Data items
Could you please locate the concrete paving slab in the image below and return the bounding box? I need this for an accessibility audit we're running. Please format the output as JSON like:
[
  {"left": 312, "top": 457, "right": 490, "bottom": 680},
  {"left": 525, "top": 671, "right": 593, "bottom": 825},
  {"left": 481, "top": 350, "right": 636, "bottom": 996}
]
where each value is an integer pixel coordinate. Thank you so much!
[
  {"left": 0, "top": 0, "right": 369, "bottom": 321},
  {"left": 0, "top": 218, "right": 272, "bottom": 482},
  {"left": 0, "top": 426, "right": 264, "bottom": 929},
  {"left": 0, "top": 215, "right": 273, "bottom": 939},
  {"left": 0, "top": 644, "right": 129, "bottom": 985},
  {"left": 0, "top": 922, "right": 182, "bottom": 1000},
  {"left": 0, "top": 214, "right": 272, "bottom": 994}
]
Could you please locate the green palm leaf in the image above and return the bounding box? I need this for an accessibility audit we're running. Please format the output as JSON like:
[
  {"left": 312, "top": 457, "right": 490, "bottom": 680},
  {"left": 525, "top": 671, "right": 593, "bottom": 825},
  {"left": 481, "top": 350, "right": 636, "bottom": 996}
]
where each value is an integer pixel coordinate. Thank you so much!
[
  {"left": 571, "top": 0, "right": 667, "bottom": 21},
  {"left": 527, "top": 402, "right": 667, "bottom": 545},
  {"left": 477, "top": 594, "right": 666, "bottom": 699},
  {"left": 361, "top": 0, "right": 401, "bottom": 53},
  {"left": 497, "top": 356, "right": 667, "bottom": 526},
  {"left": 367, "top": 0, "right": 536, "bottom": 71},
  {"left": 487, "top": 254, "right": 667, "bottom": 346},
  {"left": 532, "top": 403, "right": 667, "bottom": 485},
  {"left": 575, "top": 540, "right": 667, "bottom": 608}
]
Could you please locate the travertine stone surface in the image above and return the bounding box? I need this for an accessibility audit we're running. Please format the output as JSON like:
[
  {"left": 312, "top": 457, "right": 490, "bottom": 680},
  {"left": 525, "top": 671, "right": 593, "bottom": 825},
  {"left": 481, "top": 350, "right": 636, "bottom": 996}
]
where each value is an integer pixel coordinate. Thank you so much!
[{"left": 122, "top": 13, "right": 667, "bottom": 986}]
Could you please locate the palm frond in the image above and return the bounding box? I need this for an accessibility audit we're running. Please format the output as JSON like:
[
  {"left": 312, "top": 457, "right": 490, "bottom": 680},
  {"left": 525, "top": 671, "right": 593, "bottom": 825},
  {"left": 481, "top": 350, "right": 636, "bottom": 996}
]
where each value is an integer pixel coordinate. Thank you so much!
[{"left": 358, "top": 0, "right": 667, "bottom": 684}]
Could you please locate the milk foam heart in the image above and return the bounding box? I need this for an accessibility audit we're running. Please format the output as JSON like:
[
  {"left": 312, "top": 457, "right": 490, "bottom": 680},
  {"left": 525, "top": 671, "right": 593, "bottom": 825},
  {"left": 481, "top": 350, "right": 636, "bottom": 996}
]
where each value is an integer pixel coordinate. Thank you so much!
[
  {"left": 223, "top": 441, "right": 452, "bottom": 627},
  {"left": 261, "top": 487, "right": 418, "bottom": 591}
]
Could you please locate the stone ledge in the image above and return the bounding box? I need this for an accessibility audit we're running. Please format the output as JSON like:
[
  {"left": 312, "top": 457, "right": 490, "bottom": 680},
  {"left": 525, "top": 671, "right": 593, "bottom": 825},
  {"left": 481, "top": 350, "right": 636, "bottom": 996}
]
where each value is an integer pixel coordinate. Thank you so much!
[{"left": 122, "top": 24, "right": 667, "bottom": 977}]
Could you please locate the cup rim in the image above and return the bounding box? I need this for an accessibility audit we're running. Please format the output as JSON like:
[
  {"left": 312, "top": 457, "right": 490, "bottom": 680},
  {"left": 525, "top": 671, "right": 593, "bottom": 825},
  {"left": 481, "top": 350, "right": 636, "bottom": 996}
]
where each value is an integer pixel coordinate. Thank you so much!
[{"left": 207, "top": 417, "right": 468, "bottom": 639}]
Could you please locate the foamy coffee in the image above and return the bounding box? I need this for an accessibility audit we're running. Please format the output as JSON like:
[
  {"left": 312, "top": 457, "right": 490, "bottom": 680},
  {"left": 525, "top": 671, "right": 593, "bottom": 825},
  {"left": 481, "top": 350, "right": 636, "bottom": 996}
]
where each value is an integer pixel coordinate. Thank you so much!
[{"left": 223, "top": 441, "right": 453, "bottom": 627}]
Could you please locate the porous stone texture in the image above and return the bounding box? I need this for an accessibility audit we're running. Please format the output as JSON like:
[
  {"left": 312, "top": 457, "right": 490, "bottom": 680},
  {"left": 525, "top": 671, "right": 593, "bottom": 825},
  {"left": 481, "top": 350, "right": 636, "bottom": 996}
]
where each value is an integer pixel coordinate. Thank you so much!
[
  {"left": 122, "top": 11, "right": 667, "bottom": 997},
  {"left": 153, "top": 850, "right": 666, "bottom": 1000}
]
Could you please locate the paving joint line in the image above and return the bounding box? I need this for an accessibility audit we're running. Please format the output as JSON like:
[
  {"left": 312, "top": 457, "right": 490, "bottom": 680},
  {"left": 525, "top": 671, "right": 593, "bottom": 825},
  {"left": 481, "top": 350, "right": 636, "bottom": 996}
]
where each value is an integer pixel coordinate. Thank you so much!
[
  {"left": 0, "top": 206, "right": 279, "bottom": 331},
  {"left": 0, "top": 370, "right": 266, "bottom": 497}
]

» **EXERCISE AIM**: Exactly as they appear above, transcribe the records in full.

» **RESULT OF THE EXERCISE**:
Could you please locate the concrete paving slab in the image below and return the bounding box? I need this for an accessibility audit we're running. Please format the output as JSON like:
[
  {"left": 312, "top": 457, "right": 490, "bottom": 680},
  {"left": 525, "top": 671, "right": 593, "bottom": 825},
  {"left": 481, "top": 350, "right": 636, "bottom": 996}
]
where each value is an integer pixel coordinate. Thank you so much!
[
  {"left": 0, "top": 0, "right": 369, "bottom": 321},
  {"left": 0, "top": 218, "right": 272, "bottom": 482},
  {"left": 0, "top": 426, "right": 264, "bottom": 929},
  {"left": 0, "top": 215, "right": 273, "bottom": 939},
  {"left": 0, "top": 644, "right": 129, "bottom": 985},
  {"left": 0, "top": 922, "right": 182, "bottom": 1000},
  {"left": 0, "top": 214, "right": 272, "bottom": 994}
]
Could you please locate the green palm leaf in the image above and return the bounding box? I need this for an accessibility audit we're running. Please format the output as JSON like:
[
  {"left": 312, "top": 457, "right": 490, "bottom": 680},
  {"left": 525, "top": 671, "right": 593, "bottom": 825},
  {"left": 481, "top": 350, "right": 636, "bottom": 996}
]
where each value is an integer pixel coordinate. Thank you so much!
[
  {"left": 571, "top": 0, "right": 667, "bottom": 21},
  {"left": 527, "top": 402, "right": 667, "bottom": 545},
  {"left": 477, "top": 594, "right": 666, "bottom": 699},
  {"left": 361, "top": 0, "right": 401, "bottom": 53},
  {"left": 497, "top": 356, "right": 667, "bottom": 526},
  {"left": 367, "top": 0, "right": 536, "bottom": 71},
  {"left": 487, "top": 254, "right": 667, "bottom": 346},
  {"left": 532, "top": 403, "right": 667, "bottom": 485},
  {"left": 575, "top": 540, "right": 667, "bottom": 608}
]
Could you please locate the travertine stone surface in the image above and return the bounding box? I need this for an accessibility audit we're running. Please format the output as JSON like:
[
  {"left": 312, "top": 457, "right": 490, "bottom": 680},
  {"left": 525, "top": 671, "right": 593, "bottom": 825},
  {"left": 481, "top": 350, "right": 636, "bottom": 996}
]
where each value is an integer pixel coordinate. Thank you so much!
[{"left": 122, "top": 13, "right": 667, "bottom": 986}]
Could you please locate the palm frond in the image above and return the bounding box? I need this for an accessibility audit we're running. Please format the output as JSON like:
[
  {"left": 312, "top": 457, "right": 490, "bottom": 680},
  {"left": 525, "top": 671, "right": 593, "bottom": 825},
  {"left": 481, "top": 350, "right": 636, "bottom": 996}
]
where each value is an integer pixel coordinate. Thank you so much!
[{"left": 358, "top": 0, "right": 667, "bottom": 684}]
Could you please locate the milk foam heart in the image above and return the bounding box? I need this for an accessibility audit we're running. Please format the output as JSON like:
[
  {"left": 312, "top": 457, "right": 490, "bottom": 680},
  {"left": 525, "top": 671, "right": 593, "bottom": 825},
  {"left": 481, "top": 350, "right": 636, "bottom": 996}
]
where each value is an integer pixel coordinate. Thank you so much!
[
  {"left": 223, "top": 441, "right": 452, "bottom": 627},
  {"left": 261, "top": 487, "right": 418, "bottom": 591}
]
Could you please locate the stone ledge in the image above and return the bounding box? I need this for an accessibility audit we're running. Please format the output as JSON like:
[
  {"left": 312, "top": 457, "right": 490, "bottom": 680},
  {"left": 525, "top": 671, "right": 593, "bottom": 825},
  {"left": 481, "top": 350, "right": 636, "bottom": 996}
]
where each value is an integer pixel coordinate. Thank you so much!
[{"left": 122, "top": 24, "right": 667, "bottom": 977}]
Could you please locate the cup rim in the image above and return the bounding box? I need this for an accessibility audit we're running. Please format the output as JSON like:
[
  {"left": 312, "top": 457, "right": 490, "bottom": 680},
  {"left": 525, "top": 671, "right": 593, "bottom": 825},
  {"left": 481, "top": 350, "right": 636, "bottom": 996}
]
where each value is an integer pixel coordinate. Thank you so much!
[{"left": 207, "top": 417, "right": 468, "bottom": 639}]
Could you please locate the foamy coffee in the image above and return the bounding box? I need this for an accessibility audit we're running. Please format the output as JSON like:
[
  {"left": 312, "top": 457, "right": 490, "bottom": 680},
  {"left": 525, "top": 671, "right": 593, "bottom": 825},
  {"left": 481, "top": 350, "right": 636, "bottom": 996}
]
where each value is an integer pixel coordinate. Thank you so much!
[{"left": 223, "top": 441, "right": 453, "bottom": 627}]
Could you please locate the porous stone texture in the image above and return the bounding box? I need this for an accessibility audit we're running. Please format the output as JSON like:
[
  {"left": 312, "top": 457, "right": 490, "bottom": 680},
  {"left": 525, "top": 671, "right": 593, "bottom": 825},
  {"left": 481, "top": 350, "right": 636, "bottom": 996}
]
where each value is an integer pixel coordinate. Thank you so much!
[
  {"left": 122, "top": 11, "right": 667, "bottom": 997},
  {"left": 153, "top": 850, "right": 666, "bottom": 1000}
]
Could you please locate the paving joint line in the image above and return the bounding box? I need this for an accessibility audit we're running. Please format the output as JSON like:
[
  {"left": 312, "top": 457, "right": 490, "bottom": 680},
  {"left": 525, "top": 671, "right": 593, "bottom": 825},
  {"left": 481, "top": 350, "right": 636, "bottom": 996}
]
where each value is an integer pixel coordinate. Thank you so much!
[
  {"left": 0, "top": 206, "right": 279, "bottom": 331},
  {"left": 0, "top": 370, "right": 266, "bottom": 497}
]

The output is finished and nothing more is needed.